▶ [AIM OF THE TASK] Say the data back exactly as it is written below.

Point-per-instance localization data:

*** Begin section ***

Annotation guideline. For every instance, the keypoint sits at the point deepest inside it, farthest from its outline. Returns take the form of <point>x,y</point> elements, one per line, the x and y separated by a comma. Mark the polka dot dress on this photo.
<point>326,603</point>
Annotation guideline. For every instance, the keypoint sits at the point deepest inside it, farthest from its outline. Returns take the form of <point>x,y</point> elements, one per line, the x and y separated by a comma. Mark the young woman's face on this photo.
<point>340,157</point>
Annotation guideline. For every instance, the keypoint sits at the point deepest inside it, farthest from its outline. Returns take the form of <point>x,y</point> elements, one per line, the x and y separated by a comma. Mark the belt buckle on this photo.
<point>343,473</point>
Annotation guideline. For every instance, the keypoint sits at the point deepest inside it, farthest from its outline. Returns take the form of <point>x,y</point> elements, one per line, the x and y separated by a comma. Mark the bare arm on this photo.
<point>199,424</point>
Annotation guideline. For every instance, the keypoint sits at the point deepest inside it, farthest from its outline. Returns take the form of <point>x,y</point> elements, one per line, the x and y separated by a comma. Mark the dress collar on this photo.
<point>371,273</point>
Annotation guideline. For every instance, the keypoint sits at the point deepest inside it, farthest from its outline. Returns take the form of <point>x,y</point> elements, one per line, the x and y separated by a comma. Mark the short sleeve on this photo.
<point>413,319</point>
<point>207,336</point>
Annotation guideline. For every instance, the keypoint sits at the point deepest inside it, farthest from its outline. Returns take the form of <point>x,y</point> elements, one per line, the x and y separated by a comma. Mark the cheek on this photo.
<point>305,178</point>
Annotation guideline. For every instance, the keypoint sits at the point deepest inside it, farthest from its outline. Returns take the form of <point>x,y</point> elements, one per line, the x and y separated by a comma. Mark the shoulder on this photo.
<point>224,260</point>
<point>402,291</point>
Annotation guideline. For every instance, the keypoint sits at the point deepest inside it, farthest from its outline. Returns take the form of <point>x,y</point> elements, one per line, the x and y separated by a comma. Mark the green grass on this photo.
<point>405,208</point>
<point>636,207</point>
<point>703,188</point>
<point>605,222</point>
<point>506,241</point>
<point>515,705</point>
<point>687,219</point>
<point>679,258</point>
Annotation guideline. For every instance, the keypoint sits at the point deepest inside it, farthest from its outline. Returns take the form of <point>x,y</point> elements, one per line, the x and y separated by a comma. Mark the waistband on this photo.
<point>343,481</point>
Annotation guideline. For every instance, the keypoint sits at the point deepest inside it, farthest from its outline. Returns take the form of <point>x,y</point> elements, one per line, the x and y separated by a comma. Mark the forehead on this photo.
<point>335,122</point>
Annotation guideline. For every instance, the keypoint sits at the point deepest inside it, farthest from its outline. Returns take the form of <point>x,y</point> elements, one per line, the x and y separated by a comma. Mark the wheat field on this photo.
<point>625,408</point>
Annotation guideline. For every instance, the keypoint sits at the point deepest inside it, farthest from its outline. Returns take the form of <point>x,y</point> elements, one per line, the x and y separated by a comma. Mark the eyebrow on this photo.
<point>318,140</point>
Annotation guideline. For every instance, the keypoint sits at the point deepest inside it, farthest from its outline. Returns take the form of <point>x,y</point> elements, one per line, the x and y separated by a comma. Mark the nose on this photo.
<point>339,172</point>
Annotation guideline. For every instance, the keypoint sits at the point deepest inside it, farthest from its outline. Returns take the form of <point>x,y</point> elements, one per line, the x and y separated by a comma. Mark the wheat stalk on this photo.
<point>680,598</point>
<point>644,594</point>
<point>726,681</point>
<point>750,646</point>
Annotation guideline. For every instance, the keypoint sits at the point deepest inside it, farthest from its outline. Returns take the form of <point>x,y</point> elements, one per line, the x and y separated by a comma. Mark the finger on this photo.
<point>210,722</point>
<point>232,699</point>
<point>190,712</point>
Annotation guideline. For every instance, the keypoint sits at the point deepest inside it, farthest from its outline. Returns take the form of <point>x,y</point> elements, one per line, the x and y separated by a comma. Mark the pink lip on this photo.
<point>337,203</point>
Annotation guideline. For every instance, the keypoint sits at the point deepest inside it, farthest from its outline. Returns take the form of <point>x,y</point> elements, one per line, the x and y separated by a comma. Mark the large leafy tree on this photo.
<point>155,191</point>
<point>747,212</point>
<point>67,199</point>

*** End section ***

▶ [RESULT]
Annotation guideline. For every instance, the keypoint sits at the point deepest inside it, farthest from its outline. Returns take the form of <point>x,y</point> elements, one per line, the x and y separated by a comma. Mark the polka dot dress on this photo.
<point>326,603</point>
Annotation guideline. For every instance, the keypoint sits at the point deepest inside it, farthest from its outline. Returns take the form of <point>x,y</point> elements, one per line, the x and y separated by a comma. Mark the young woman's face on this photo.
<point>340,157</point>
Annotation guideline. For every instance, the keypoint sits at the point deepest inside it, farthest from its outline. Returns take the form of <point>x,y</point> elements, one per line, the x and y separated by a comma. Mark the belt buckle on this photo.
<point>343,473</point>
Annotation guideline. For every instance, the keypoint sits at the point deepest inside it, farthest from its outline. Returns take the form of <point>x,y</point> elements, one per line, the x and y separated by a comma. Mark the bare arm on this photo.
<point>199,424</point>
Annotation guideline. For every instance, the keypoint sits at the point deepest inside it, farthest from its outline. Returns take the form of <point>x,y</point> elements, one per line, the x and y separated by a comma. Mark the dress collar on this photo.
<point>371,273</point>
Annotation guideline. For every instance, the keypoint sits at the point deepest inside it, farthest from its outline. Returns take the form of <point>x,y</point> elements, one per line, the x and y separated by a comma. Mark the short sleeve on this photo.
<point>413,319</point>
<point>207,336</point>
Annotation guideline. For every instance, the keypoint sits at the point deepest inside it, farthest from its outline. Returns take the form of <point>x,y</point> elements, one per line, the x and y separated by a comma. Mark the cheek on this photo.
<point>305,178</point>
Annotation guideline. For every instance, the keypoint sits at the point deepest inside it, farthest from its outline. Returns take the form of <point>x,y</point> elements, one per line, the x and y separated by a comma. Mark the shoulder on this photo.
<point>224,260</point>
<point>402,291</point>
Annotation guideline. For every instance, the keypoint sits at the point deepest inside it, farthest from its outline. Returns take the form of <point>x,y</point> elements, one per line, the x and y separated by a comma. Mark the green grass on this photo.
<point>405,208</point>
<point>636,207</point>
<point>703,188</point>
<point>605,222</point>
<point>506,241</point>
<point>515,705</point>
<point>687,219</point>
<point>679,258</point>
Annotation guideline. For every instance, the keypoint sits at the point deepest inside it, farthest from its outline. Returns take the form of <point>x,y</point> elements, one per line, the x and y separated by a comma. Mark the waistband on this photo.
<point>343,481</point>
Annotation guideline. For every instance, the keypoint sits at the point deepest inside it, farthest from its outline. Returns take the form of <point>x,y</point> elements, one per line, the x and y separated by a comma. Mark the forehead on this photo.
<point>335,122</point>
Annotation guideline. For every instance, the keypoint sits at the point deepest inside it, farthest from its outline. Returns take the form of <point>x,y</point> elements, one per line, the x and y separated by a comma. Mark the wheat field on this photo.
<point>625,408</point>
Annotation guideline. For every instance, the keypoint sits at the point deepest inside it, farthest from its outline. Returns take the form of <point>x,y</point> elements, one per line, the x and y separated by a comma. Mark the eyebrow on this photo.
<point>318,140</point>
Annotation guideline. For every instance, the keypoint sits at the point deepest inside it, farthest from its outline. Returns take the form of <point>x,y</point> elements, one per line, the x and y separated by a comma. Mark the nose on this photo.
<point>339,172</point>
Annotation guideline. For every instance, the keypoint sits at the point deepest inside it, farthest from its outline. Returns take the form of <point>x,y</point> elements, one per line, the x and y separated by a comma. Mark the wheat stalk on this photo.
<point>680,598</point>
<point>644,594</point>
<point>726,681</point>
<point>750,646</point>
Annotation guideline. For every instance, the keypoint sits at the point deepest inside it, farthest from its outline. Returns take the form of <point>x,y</point> elements, one per line, the x and y separated by a comma. Mark the finger on this photo.
<point>210,722</point>
<point>232,699</point>
<point>190,712</point>
Annotation guideline. For every instance, the keypoint sits at the point deepest inside it, farthest from its outline. Returns take the form of <point>x,y</point> elements, one per line, the x and y separated by a comma. Mark the pink lip on this photo.
<point>337,203</point>
Annotation guideline. For every instance, the keypoint sits at the point deepest inside it, farthest from its outline. Returns take the form of <point>x,y</point> elements, one per line, the x and y separated by a comma. Mark the large leafy tree on this photo.
<point>155,191</point>
<point>747,212</point>
<point>67,199</point>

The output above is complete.